▶ Exercise aim: Gather all lines from the material that contain "blue".

▶ Data supplied:
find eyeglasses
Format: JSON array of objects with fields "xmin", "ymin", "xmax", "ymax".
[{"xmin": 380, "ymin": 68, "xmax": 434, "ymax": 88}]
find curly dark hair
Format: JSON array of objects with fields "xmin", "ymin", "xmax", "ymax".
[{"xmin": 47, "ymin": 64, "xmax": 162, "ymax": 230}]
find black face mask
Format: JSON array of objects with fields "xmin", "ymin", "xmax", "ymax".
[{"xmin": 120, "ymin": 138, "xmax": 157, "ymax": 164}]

...

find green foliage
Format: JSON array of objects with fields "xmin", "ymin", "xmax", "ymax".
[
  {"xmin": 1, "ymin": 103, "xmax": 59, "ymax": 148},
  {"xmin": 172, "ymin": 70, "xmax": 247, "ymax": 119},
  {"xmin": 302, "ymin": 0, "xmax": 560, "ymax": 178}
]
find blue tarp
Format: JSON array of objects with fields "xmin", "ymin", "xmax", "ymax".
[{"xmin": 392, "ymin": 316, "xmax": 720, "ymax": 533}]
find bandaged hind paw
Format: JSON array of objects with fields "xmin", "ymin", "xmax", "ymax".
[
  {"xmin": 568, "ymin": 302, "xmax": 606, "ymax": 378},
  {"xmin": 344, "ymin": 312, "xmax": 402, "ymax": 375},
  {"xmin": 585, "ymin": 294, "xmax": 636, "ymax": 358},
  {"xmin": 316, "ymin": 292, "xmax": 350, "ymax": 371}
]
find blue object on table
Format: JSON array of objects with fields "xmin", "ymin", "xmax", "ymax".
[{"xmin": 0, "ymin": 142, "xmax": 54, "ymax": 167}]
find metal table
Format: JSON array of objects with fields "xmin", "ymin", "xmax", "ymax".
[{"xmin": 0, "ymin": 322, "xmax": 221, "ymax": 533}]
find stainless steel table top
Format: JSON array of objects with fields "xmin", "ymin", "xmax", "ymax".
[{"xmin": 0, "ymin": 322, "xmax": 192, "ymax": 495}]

▶ Answer box:
find blue tarp
find blue object on table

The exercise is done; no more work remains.